#### Requirement
Write the records out again, keeping each line exactly as it is.

Excerpts from a dataset:
-=-=-=-=-
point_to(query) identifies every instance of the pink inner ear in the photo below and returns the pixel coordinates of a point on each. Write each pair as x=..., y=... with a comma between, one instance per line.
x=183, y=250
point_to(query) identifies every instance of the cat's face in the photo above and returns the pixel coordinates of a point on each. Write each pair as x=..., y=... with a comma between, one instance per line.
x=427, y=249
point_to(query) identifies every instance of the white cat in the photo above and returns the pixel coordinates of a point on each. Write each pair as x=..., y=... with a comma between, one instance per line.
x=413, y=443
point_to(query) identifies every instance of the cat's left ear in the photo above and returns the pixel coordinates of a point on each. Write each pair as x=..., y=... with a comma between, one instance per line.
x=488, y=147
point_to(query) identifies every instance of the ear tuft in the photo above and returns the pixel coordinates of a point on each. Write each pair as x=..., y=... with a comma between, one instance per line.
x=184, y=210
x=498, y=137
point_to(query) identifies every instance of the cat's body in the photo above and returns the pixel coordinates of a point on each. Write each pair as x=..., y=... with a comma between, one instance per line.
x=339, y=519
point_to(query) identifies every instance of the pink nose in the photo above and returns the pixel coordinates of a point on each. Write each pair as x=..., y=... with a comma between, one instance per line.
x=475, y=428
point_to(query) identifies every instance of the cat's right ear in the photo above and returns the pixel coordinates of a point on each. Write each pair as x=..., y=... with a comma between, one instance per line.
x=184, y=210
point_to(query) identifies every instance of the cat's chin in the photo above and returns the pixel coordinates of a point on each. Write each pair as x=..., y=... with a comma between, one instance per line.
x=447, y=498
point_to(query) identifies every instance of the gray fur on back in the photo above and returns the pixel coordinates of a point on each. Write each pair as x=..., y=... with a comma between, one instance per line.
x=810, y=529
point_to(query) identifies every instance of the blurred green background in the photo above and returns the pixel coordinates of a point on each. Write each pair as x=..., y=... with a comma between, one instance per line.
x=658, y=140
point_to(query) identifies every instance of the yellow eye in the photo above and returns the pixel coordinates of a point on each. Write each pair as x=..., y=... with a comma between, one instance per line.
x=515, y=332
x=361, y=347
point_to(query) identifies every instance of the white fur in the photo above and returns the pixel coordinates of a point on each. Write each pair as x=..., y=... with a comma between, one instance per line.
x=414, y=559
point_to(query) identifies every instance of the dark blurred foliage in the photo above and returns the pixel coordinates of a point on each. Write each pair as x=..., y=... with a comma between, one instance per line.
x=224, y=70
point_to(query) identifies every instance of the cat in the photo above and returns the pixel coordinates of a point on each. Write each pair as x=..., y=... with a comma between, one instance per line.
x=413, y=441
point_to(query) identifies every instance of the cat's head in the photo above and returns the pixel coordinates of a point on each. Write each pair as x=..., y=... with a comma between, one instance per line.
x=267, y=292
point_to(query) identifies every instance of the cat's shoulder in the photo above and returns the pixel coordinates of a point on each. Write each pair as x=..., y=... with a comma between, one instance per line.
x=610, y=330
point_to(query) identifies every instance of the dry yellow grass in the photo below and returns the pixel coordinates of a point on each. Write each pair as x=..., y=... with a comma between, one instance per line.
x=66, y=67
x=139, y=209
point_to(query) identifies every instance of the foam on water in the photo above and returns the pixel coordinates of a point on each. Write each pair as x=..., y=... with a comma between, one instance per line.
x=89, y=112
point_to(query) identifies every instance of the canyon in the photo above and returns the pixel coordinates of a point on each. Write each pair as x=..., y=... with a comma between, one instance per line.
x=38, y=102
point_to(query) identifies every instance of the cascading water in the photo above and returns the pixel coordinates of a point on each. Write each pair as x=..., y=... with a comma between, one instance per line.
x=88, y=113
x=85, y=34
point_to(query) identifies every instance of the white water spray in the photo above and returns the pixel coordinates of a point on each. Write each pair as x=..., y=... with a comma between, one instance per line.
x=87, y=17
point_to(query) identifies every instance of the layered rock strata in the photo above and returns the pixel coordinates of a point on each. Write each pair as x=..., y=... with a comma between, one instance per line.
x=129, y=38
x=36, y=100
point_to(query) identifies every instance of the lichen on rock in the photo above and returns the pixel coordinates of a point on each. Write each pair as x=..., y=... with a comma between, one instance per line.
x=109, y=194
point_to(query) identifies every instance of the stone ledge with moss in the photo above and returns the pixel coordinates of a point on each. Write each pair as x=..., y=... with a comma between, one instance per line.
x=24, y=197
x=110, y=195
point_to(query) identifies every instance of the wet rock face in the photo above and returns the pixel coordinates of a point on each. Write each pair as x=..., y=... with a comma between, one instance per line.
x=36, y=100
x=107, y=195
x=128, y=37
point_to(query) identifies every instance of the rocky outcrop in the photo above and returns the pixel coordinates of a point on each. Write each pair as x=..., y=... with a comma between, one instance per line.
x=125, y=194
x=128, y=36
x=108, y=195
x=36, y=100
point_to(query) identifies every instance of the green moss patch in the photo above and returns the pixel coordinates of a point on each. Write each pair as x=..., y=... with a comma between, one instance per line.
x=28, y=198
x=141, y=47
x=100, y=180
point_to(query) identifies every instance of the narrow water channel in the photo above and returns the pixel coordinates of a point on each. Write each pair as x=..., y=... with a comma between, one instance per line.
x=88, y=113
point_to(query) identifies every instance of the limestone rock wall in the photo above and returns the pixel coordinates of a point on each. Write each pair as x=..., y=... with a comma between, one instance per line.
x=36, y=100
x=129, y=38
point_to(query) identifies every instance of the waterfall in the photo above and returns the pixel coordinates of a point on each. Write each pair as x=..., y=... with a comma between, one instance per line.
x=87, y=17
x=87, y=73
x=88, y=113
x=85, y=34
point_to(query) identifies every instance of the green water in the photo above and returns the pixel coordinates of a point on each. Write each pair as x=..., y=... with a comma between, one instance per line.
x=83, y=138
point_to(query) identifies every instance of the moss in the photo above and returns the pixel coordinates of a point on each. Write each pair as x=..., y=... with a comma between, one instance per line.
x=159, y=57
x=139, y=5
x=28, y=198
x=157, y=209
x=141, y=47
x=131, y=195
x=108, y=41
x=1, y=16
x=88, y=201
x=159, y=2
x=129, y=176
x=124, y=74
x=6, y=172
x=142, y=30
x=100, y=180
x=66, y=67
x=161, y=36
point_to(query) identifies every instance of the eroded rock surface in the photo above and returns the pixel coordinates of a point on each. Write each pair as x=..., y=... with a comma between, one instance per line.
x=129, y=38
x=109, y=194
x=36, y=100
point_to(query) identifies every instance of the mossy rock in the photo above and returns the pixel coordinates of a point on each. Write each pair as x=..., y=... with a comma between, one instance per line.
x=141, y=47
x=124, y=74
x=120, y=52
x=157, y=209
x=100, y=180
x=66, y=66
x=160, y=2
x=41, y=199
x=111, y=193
-=-=-=-=-
#### Answer below
point_to(query) identifies every instance of the pink inner ear in the photo below and returns the pixel coordinates of a point on each. Write each pair as x=..., y=... with a comma between, one instance per line.
x=183, y=250
point_to(query) identifies every instance of the cat's face in the photo above and returns the pixel coordinates of a point on each. Write each pair as x=..., y=... with a comma between, one instance per line.
x=427, y=249
point_to(query) identifies every instance of the white cat in the photo above and returns the pixel coordinates of a point on each. Write each pair as x=..., y=... with a comma between, one instance per line.
x=413, y=443
point_to(query) identifies every instance of the cat's left ear in the photo above and returns the pixel coordinates of a point on each. Write each pair as x=..., y=... with a comma between, one instance per line.
x=488, y=147
point_to(query) identifies every instance of the ear tuft in the photo above and returns the pixel coordinates of a point on each. Write each pair as x=..., y=... with a comma between, one instance per line.
x=184, y=210
x=498, y=137
point_to(query) identifies every instance of the cat's body in the photo above and returns the pixel coordinates of a point on each. Write each pair as x=..., y=... with a comma between, one instance per line.
x=339, y=519
point_to(query) identifies every instance of the pink nose in the photo above and returns the pixel coordinates of a point on each. Write each pair as x=..., y=... with a comma between, one instance per line.
x=475, y=428
point_to(query) identifies every instance of the cat's right ear in the photo above and returns the pixel coordinates of a point on each. Write each pair as x=..., y=... with a comma between, one instance per line.
x=184, y=210
point_to(query) identifies every instance of the cat's chin in the photo above and returns the pixel coordinates of a point on each. Write each pair as x=..., y=... with a comma between, one instance per line.
x=447, y=498
point_to(query) identifies every instance of the gray fur on back in the photo above and returns the pixel coordinates of a point on each. Write each pair as x=..., y=... with a comma between, one instance per line.
x=810, y=529
point_to(query) identifies every instance of the blurred green background in the photo above and returns the pixel coordinates of a point on each. Write each pair as x=..., y=... with a comma between, one instance per line.
x=658, y=140
point_to(query) identifies every instance of the yellow eye in the photo above and returns the pixel coordinates of a point on each. Write each pair as x=..., y=... with a comma between, one instance per line.
x=515, y=332
x=361, y=347
point_to(query) identifies every instance of the white fur in the photo above and returns the pixel coordinates of a point on each. Write each pair as x=..., y=... with a comma between, one instance per line.
x=414, y=559
point_to(query) identifies every instance of the dark blurred foliage in the photo above and returns the pixel coordinates of a point on each. Write each pair as x=..., y=... with a comma between, one instance per line.
x=224, y=70
point_to(query) identifies every instance of the cat in the photo above and returns the pixel coordinates of a point on each. Write each pair as x=..., y=... with a comma between, one instance per line.
x=413, y=441
point_to(query) identifies every instance of the cat's head in the photo above and returns the pixel coordinates of a point on each. Write each pair as x=..., y=... with a comma between, one instance per line.
x=267, y=292
point_to(query) identifies every instance of the cat's shoulder in the photo above and returns the pixel coordinates of a point on each. Write each pair as x=..., y=... with a comma between, one instance per line.
x=610, y=330
point_to(query) identifies every instance of the dry yellow grass in the photo below and returns the pixel coordinates of a point on each. Write each pair as x=..., y=... with a comma between, one instance per line.
x=66, y=67
x=139, y=209
point_to(query) identifies every instance of the foam on water in the photo above and returns the pixel coordinates of a point on each. Write each pair as x=..., y=... with a comma between, one instance per line.
x=89, y=112
point_to(query) identifies every instance of the canyon in the photo above and returns the pixel coordinates of a point on each. Write each pair as x=..., y=... with a comma between, one instance per line.
x=38, y=102
point_to(query) identifies every instance of the cascading water in the photo above and returns the pixel coordinates of a point on each. Write each pair as x=..., y=... with a comma between, one instance per line.
x=88, y=113
x=85, y=34
point_to(query) identifies every instance of the white water spray in the photo above and returns the pixel coordinates of a point on each. Write each pair as x=..., y=... with a comma between, one instance per line.
x=87, y=17
point_to(query) identifies every instance of the layered rock strata in the photo above and returns the pixel coordinates of a point on each. Write each pair as x=..., y=... with a comma between, one instance per line.
x=129, y=38
x=36, y=100
point_to(query) identifies every instance of the lichen on rock in the photo above and returns the pixel coordinates of a point on each. Write each pair as x=..., y=... with a comma between, one instance per line.
x=109, y=194
point_to(query) identifies every instance of the stone ledge with moss in the photo above and returns the pixel coordinates of a point on each. Write each pair as x=..., y=... with a comma between, one instance per line.
x=24, y=197
x=110, y=195
point_to(query) identifies every instance of the wet rock face in the photo above and returns the pixel coordinates of a point on each. Write each pair as x=..., y=... with a comma between, one instance per line.
x=36, y=100
x=107, y=195
x=128, y=37
point_to(query) identifies every instance of the rocky outcrop in the photo above and returns the pixel coordinates of a point on each. Write each pair as x=..., y=... with a comma between, one instance per line.
x=125, y=194
x=128, y=36
x=108, y=195
x=36, y=100
point_to(query) identifies every instance of the green moss patch in the photo above and returns the pixel coordinates of a point on each. Write each pair as x=..., y=... with a comma between, one instance per line.
x=28, y=198
x=141, y=47
x=100, y=180
point_to(query) identifies every instance of the narrow water channel in the photo above and returns the pixel coordinates of a point on each. Write each pair as x=..., y=... with a comma between, one instance per line.
x=88, y=113
point_to(query) identifies every instance of the limestone rock wall in the photo above and returns the pixel coordinates of a point on each. Write each pair as x=..., y=... with a comma between, one instance per line.
x=36, y=100
x=129, y=38
point_to(query) identifies every instance of the waterfall in the photo above and returns the pixel coordinates of a point on each. Write each pair as x=..., y=... with a comma between, one instance per line.
x=87, y=17
x=87, y=73
x=88, y=113
x=85, y=34
point_to(query) identifies every instance of the green water in the photo above and returns the pixel coordinates of a point on each. Write each pair as x=..., y=... with a comma between, one instance per line.
x=83, y=138
point_to(query) identifies every instance of the moss in the photo above and returns the pixel coordinates of a point on each. Write each pair as x=..., y=... with a comma between, one instance per line.
x=159, y=57
x=139, y=5
x=28, y=198
x=157, y=209
x=141, y=47
x=131, y=195
x=108, y=41
x=1, y=16
x=88, y=201
x=159, y=2
x=129, y=176
x=124, y=74
x=6, y=172
x=142, y=30
x=100, y=180
x=66, y=67
x=161, y=36
point_to(query) identifies every instance of the eroded rock surface in the photo above and returns the pixel coordinates of a point on each. Write each pair as x=..., y=... with a comma between, one instance per line.
x=129, y=38
x=109, y=194
x=36, y=100
point_to(query) identifies every instance of the mossy rock in the photo above and returns the pixel coordinates of a point on each. Write each pair as x=..., y=... with a comma between, one instance per line.
x=141, y=47
x=124, y=74
x=120, y=52
x=157, y=209
x=100, y=180
x=66, y=66
x=160, y=2
x=41, y=199
x=111, y=193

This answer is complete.